* _Required task_:
Rewrite all of the rows below, replacing "indicate each instance with one point" with "mark each instance with a single point" and leaving everything else unchanged. Omit the pictures from your answer.
§ §
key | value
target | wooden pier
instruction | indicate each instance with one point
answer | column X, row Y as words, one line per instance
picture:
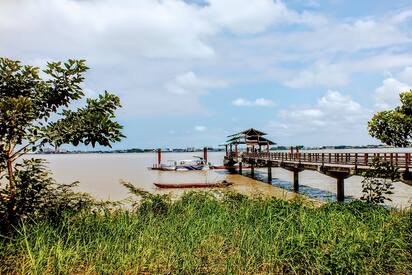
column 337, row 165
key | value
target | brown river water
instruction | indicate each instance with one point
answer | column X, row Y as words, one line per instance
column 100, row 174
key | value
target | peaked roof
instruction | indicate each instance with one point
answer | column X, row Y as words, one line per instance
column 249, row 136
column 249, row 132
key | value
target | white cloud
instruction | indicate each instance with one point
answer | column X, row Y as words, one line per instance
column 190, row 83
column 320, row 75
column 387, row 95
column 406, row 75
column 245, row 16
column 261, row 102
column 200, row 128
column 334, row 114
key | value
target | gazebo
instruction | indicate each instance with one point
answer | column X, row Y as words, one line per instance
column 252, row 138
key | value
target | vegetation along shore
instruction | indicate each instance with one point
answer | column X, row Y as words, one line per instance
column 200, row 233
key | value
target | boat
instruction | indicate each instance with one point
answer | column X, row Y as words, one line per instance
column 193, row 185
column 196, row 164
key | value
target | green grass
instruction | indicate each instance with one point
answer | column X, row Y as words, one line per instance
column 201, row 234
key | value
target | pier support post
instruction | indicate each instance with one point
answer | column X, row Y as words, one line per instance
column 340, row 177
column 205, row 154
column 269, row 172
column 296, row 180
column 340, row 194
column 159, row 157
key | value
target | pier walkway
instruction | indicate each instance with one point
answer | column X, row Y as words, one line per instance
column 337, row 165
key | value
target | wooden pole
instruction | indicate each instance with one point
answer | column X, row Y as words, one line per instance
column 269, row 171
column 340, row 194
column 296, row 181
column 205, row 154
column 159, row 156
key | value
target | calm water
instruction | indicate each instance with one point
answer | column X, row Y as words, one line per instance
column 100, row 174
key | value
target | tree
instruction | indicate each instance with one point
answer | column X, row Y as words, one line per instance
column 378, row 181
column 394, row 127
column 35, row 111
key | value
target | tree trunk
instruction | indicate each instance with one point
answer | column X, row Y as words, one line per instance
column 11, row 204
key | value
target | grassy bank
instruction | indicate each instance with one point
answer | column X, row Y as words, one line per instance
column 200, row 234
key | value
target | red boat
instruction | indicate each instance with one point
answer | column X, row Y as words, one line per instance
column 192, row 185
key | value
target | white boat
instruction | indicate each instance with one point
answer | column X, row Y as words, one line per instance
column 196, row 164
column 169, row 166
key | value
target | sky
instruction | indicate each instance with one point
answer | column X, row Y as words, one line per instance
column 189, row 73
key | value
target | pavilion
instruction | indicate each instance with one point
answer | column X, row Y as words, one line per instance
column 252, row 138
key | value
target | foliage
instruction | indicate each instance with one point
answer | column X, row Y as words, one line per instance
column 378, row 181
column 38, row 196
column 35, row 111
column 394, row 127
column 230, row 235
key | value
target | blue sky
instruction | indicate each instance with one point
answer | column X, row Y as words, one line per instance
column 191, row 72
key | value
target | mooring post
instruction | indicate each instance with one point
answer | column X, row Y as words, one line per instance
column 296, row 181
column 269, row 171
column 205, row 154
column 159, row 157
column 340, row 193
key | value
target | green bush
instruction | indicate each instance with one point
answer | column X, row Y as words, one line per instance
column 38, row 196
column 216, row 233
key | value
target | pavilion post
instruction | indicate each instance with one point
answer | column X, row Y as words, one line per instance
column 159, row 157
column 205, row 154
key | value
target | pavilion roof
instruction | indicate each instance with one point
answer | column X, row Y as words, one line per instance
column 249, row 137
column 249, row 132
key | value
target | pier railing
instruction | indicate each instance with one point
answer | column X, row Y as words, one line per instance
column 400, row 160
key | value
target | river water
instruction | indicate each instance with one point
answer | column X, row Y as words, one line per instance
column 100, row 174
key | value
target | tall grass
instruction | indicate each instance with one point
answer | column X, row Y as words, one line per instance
§ §
* _Exercise answer_:
key | value
target | wooden pier
instruction | mark each instance with a single point
answer | column X, row Y as words, one line per instance
picture:
column 337, row 165
key | value
target | brown river water
instruction | mark each instance with a single point
answer | column X, row Y as words, one line per instance
column 100, row 174
key | value
target | peaked roof
instruction | mark each instance with a single point
answer | column X, row Y as words, one line per instance
column 249, row 136
column 249, row 132
key | value
target | white cloud
instruction | mark each instance with a single point
answer | column X, row Y as words, one line per instance
column 190, row 83
column 320, row 75
column 387, row 95
column 406, row 75
column 245, row 16
column 261, row 102
column 200, row 128
column 334, row 114
key | value
target | gazebo
instruction | mark each instance with a single point
answer | column X, row Y as words, one line per instance
column 252, row 138
key | value
target | vegetation along shore
instruction | mark each instance with a single point
answer | column X, row Y as words, one line per instance
column 200, row 233
key | value
target | boat
instruction | mark each instance with a single point
answer | column X, row Y as words, one line per instance
column 193, row 185
column 196, row 164
key | value
target | green grass
instruction | mark each instance with a single point
answer | column X, row Y as words, one line per instance
column 201, row 234
key | value
target | pier support post
instruction | mark each instance with a single point
answer | column X, row Y as words, one line per instance
column 340, row 177
column 205, row 154
column 269, row 172
column 296, row 180
column 340, row 194
column 159, row 157
key | value
target | pier walkway
instruction | mark each instance with a single point
answer | column X, row Y as words, one line per instance
column 337, row 165
key | value
target | wooden pole
instruction | mark each instance with a single point
answer | column X, row Y as words, one line per instance
column 269, row 171
column 340, row 194
column 296, row 181
column 205, row 154
column 159, row 156
key | value
target | calm water
instruction | mark each instance with a single point
answer | column X, row Y as words, one line per instance
column 100, row 174
key | value
target | tree
instruction | mark each instance with a single point
answer | column X, row Y as words, one line per instance
column 378, row 181
column 394, row 127
column 35, row 111
key | value
target | tree trunk
instruction | mark each instance with a single point
answer | column X, row Y as words, one line per instance
column 11, row 204
key | value
target | grassy bank
instruction | mark each instance with a single point
answer | column X, row Y as words, one line per instance
column 200, row 234
key | value
target | red boat
instruction | mark each instance with a single point
answer | column X, row Y as words, one line per instance
column 192, row 185
key | value
target | white boat
instruction | mark each instance with a single point
answer | column X, row Y as words, one line per instance
column 196, row 164
column 169, row 166
key | value
target | sky
instruction | mark each instance with a single point
answer | column X, row Y as words, one line per instance
column 189, row 73
key | value
target | pavilion
instruction | mark each instance with a single point
answer | column X, row Y as words, one line per instance
column 252, row 138
key | value
target | foliage
instruction | mark each instance with a single point
answer | column X, row Y as words, one line per instance
column 378, row 181
column 38, row 196
column 35, row 111
column 394, row 127
column 230, row 235
key | value
target | blue sky
instruction | mark each instance with a single point
answer | column X, row Y as words, one line per instance
column 191, row 72
key | value
target | mooring post
instruction | mark each instance with a single point
answer | column X, row Y as words, one line per instance
column 296, row 181
column 269, row 171
column 205, row 154
column 159, row 157
column 340, row 193
key | value
target | green bush
instruction | mark each instance with a single point
answer | column X, row Y as words, one line per instance
column 38, row 196
column 216, row 233
key | value
target | pavilion post
instruction | mark each instance with a single point
answer | column X, row Y as words, one line per instance
column 159, row 157
column 205, row 154
key | value
target | pavilion roof
instruction | mark each instance with a single point
answer | column X, row Y as words, one line per instance
column 249, row 137
column 249, row 132
key | value
target | pier railing
instruction | mark each instance with a single point
answer | column X, row Y as words, one line per instance
column 400, row 160
key | value
target | river water
instruction | mark each instance with a single point
answer | column X, row Y as words, one line per instance
column 100, row 174
key | value
target | tall grass
instruction | mark each instance with a single point
answer | column X, row Y as words, one line per instance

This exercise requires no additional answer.